#### DESCRIPTION OF THE TASK
Please pick out every line of the records below that contains the word "bare" and copy each one.

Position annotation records
== == ==

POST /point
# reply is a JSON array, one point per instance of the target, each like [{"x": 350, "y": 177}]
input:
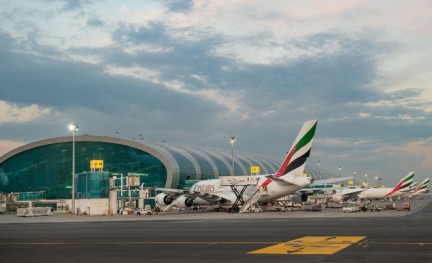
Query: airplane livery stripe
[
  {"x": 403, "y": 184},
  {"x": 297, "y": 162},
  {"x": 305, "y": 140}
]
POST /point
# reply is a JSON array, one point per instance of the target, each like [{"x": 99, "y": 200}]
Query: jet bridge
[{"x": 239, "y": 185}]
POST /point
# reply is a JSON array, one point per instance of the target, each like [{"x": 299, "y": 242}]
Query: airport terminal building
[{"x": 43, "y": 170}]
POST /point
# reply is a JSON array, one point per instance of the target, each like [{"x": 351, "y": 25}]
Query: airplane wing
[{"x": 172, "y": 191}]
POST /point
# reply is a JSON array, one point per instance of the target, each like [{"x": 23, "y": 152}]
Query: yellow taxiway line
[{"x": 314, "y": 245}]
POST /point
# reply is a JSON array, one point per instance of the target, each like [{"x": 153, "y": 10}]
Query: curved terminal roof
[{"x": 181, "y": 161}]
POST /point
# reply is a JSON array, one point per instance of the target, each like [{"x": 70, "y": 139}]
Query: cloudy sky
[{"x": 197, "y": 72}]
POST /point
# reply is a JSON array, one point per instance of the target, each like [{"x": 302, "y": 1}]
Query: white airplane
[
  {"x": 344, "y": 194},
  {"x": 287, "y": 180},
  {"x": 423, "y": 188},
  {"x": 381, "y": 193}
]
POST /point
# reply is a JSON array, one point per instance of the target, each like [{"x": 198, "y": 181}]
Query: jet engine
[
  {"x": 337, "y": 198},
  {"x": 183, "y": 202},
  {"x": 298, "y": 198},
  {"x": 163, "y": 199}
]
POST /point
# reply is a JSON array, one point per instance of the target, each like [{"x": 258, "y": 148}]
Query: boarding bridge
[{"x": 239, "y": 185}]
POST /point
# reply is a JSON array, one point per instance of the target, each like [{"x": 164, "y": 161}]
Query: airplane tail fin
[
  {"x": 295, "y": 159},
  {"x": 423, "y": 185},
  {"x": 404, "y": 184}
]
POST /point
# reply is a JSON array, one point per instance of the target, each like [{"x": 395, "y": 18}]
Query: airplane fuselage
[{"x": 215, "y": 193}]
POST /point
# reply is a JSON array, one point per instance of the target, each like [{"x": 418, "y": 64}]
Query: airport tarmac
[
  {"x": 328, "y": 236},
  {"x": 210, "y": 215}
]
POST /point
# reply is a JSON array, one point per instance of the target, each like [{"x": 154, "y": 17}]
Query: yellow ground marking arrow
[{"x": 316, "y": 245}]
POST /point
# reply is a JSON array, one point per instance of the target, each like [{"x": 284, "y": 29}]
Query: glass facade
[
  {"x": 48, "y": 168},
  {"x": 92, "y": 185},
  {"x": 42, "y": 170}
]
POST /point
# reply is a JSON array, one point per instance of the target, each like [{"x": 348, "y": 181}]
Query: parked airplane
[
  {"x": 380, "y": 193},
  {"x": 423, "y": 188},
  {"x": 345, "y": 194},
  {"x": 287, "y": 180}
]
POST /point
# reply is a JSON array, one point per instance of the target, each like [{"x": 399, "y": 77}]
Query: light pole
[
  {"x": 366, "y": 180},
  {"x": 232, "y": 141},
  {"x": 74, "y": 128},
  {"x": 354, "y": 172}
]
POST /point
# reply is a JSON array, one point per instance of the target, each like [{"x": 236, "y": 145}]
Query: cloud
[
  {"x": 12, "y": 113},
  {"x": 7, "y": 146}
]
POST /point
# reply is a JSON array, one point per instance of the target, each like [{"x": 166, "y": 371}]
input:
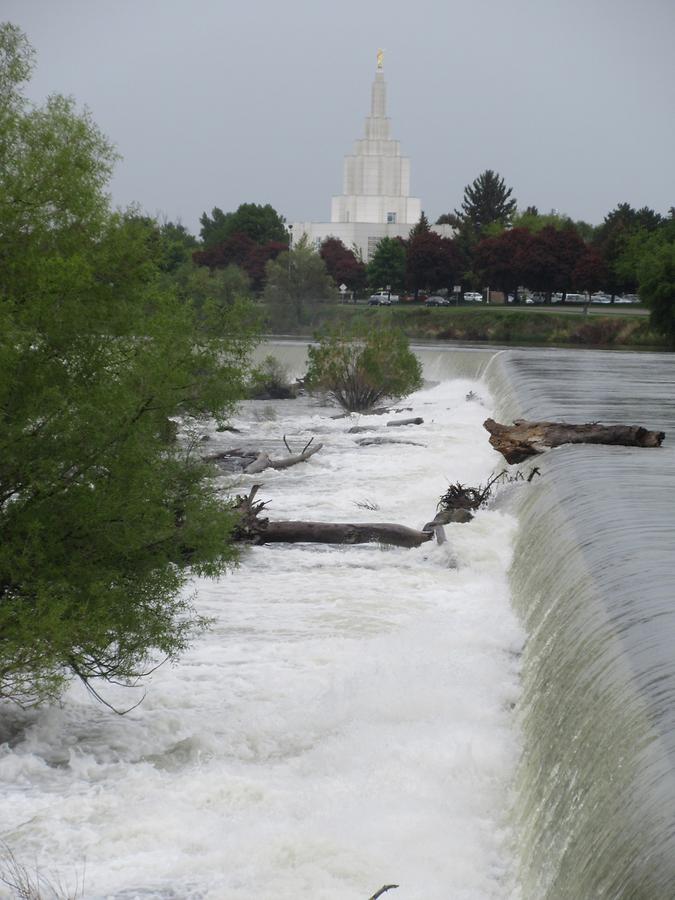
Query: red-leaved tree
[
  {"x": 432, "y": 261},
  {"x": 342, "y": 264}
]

== == ==

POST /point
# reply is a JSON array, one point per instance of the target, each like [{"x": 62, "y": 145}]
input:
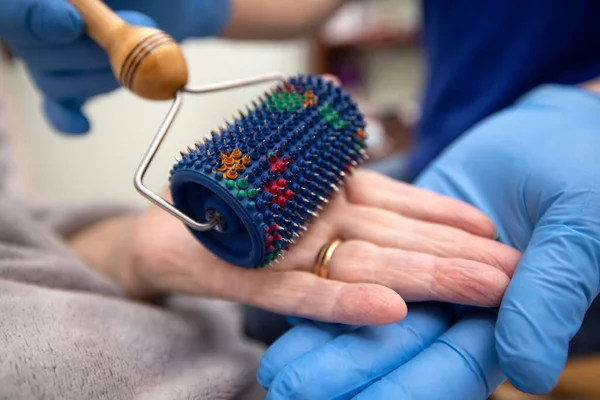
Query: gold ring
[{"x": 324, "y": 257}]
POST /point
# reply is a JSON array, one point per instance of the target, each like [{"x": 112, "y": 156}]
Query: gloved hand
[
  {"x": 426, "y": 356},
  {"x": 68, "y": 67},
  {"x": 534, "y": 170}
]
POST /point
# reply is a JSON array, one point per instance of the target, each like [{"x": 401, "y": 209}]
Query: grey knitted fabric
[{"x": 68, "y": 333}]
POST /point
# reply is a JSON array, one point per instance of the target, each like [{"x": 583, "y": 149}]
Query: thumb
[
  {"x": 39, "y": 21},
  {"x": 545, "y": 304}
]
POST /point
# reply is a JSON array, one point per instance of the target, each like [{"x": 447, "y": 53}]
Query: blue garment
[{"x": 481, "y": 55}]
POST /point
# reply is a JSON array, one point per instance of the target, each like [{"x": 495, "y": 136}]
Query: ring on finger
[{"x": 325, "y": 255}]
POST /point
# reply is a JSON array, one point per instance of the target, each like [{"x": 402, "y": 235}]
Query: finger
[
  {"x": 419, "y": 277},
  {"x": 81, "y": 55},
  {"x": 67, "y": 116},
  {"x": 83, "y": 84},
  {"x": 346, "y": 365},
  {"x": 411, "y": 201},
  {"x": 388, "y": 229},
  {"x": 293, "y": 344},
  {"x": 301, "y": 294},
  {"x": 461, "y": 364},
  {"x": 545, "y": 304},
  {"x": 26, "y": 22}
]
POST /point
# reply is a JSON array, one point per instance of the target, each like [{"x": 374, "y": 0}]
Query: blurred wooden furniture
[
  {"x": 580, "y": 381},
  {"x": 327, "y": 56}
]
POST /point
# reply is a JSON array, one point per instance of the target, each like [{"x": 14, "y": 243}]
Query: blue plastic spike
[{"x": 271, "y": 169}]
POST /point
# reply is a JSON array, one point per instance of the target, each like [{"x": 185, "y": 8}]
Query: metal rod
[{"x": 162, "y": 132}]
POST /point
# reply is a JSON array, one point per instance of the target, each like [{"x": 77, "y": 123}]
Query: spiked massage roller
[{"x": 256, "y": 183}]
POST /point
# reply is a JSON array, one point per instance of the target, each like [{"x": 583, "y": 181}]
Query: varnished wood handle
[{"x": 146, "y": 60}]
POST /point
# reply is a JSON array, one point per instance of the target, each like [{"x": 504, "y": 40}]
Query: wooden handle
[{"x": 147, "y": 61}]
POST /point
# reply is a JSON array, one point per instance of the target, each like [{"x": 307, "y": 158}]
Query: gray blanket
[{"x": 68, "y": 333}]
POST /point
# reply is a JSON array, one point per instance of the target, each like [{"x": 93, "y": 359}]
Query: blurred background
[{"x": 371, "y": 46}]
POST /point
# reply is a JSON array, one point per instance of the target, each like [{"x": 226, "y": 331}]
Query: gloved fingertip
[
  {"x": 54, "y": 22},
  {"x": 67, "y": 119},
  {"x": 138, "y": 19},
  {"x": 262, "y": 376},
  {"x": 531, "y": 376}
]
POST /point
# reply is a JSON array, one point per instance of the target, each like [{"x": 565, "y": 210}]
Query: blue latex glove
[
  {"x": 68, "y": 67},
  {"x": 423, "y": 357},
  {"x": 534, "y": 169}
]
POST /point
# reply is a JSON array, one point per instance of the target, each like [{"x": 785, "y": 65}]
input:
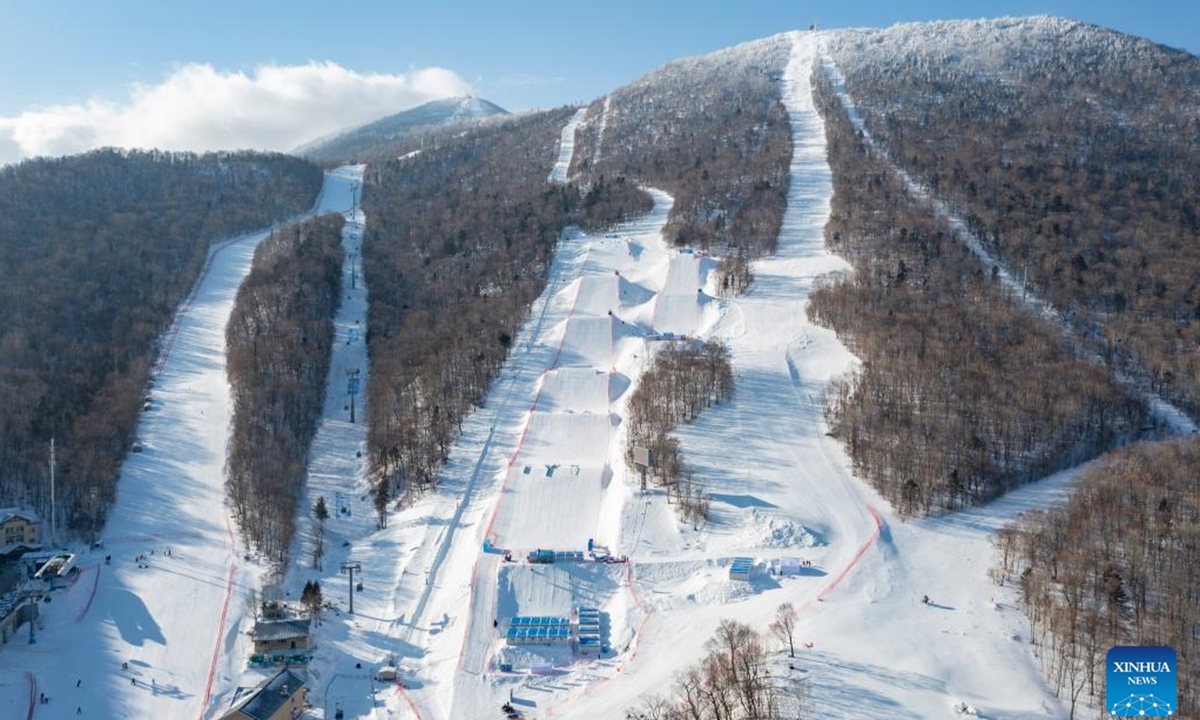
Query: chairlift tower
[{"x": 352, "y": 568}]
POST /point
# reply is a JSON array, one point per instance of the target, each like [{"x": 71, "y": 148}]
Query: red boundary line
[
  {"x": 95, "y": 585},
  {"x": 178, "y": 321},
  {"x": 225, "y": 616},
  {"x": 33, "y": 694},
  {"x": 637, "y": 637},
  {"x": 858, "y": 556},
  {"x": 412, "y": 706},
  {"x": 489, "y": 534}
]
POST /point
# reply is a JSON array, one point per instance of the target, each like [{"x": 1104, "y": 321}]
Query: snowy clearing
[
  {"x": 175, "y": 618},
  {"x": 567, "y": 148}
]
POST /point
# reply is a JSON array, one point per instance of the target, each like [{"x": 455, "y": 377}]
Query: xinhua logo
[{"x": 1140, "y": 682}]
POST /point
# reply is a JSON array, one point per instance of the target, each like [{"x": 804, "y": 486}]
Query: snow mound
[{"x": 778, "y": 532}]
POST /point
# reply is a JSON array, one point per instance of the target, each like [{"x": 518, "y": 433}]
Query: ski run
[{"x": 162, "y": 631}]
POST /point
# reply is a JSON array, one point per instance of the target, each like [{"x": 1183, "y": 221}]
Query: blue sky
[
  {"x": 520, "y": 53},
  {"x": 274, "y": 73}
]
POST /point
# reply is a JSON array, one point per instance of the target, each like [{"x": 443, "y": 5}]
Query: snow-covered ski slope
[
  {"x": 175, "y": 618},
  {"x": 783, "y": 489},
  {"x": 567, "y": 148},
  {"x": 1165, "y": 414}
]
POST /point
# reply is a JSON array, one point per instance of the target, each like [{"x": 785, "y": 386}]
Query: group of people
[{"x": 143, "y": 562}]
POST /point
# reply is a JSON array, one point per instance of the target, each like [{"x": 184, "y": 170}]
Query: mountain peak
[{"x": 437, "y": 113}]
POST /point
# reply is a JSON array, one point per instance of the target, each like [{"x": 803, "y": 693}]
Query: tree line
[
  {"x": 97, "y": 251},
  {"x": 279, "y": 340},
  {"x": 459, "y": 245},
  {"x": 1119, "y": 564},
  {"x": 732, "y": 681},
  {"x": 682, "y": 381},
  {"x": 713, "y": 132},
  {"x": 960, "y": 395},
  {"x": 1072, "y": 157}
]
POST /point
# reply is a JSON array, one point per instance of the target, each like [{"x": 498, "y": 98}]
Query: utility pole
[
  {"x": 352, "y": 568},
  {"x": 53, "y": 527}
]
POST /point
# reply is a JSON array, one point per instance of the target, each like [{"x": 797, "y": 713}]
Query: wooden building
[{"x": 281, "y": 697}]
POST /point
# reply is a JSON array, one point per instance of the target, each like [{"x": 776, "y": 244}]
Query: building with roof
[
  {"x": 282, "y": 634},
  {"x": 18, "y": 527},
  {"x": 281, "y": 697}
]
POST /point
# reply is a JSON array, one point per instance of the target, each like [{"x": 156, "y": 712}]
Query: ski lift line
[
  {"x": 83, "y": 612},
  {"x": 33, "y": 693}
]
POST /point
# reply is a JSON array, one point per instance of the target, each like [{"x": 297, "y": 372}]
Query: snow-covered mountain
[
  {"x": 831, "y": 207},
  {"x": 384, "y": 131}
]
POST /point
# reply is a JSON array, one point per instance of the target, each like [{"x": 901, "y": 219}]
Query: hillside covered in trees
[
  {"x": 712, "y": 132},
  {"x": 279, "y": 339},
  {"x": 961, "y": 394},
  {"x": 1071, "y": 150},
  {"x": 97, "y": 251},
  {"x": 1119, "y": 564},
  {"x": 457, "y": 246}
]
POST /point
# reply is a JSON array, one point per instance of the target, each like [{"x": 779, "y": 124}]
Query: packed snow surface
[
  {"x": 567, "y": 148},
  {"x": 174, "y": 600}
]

== == ==

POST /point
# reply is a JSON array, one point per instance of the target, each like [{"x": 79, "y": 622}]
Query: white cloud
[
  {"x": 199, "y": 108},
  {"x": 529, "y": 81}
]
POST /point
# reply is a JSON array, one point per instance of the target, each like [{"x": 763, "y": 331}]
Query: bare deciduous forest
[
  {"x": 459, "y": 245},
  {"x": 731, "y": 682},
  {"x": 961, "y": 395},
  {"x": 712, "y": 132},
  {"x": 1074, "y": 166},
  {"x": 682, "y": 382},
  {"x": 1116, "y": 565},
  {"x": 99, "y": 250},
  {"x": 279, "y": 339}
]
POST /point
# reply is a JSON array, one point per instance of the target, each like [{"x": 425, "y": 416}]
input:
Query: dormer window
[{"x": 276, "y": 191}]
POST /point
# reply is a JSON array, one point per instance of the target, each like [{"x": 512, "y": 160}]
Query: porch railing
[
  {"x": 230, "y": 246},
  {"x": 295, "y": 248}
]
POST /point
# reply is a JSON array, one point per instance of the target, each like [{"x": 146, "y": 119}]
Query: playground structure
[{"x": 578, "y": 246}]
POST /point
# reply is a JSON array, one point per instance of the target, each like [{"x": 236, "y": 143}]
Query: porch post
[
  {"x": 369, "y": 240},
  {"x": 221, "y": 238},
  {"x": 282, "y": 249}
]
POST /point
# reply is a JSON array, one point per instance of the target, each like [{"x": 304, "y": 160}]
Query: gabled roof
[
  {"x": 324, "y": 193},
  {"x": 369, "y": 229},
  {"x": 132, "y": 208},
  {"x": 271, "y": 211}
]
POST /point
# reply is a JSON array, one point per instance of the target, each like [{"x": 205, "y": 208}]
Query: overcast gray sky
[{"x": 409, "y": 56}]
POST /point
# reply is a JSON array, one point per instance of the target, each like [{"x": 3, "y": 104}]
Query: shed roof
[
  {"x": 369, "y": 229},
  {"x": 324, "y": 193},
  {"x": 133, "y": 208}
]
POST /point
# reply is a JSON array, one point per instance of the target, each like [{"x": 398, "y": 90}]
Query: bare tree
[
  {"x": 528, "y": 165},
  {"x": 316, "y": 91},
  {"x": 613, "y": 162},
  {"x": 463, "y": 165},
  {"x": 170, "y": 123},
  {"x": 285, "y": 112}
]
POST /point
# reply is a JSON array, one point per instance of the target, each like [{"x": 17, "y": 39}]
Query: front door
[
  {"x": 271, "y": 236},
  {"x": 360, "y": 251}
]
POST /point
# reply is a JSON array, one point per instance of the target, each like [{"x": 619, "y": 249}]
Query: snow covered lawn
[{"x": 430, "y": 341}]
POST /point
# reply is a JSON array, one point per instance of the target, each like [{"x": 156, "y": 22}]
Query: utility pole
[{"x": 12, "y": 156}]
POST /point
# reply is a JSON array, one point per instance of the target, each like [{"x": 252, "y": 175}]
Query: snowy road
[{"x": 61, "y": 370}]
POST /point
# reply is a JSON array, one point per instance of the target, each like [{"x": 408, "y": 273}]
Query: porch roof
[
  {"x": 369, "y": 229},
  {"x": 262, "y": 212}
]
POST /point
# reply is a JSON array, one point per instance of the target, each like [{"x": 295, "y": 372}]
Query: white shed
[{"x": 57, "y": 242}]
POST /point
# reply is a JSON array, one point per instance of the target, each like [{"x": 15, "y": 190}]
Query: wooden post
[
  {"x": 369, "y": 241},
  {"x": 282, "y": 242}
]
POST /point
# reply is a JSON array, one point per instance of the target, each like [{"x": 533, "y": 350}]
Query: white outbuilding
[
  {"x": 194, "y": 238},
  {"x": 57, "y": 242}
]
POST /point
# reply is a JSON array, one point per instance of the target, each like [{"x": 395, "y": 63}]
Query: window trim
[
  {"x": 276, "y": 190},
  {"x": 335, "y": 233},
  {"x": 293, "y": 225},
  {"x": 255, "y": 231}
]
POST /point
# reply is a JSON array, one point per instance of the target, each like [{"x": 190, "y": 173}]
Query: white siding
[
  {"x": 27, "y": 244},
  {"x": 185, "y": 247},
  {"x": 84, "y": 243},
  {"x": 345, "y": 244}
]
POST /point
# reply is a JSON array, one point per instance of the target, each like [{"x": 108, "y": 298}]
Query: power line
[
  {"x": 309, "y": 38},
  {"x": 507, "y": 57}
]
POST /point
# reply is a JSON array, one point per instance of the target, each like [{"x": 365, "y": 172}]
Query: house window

== == ==

#### EXERCISE OUTPUT
Query: bare deciduous forest
Query: bare tree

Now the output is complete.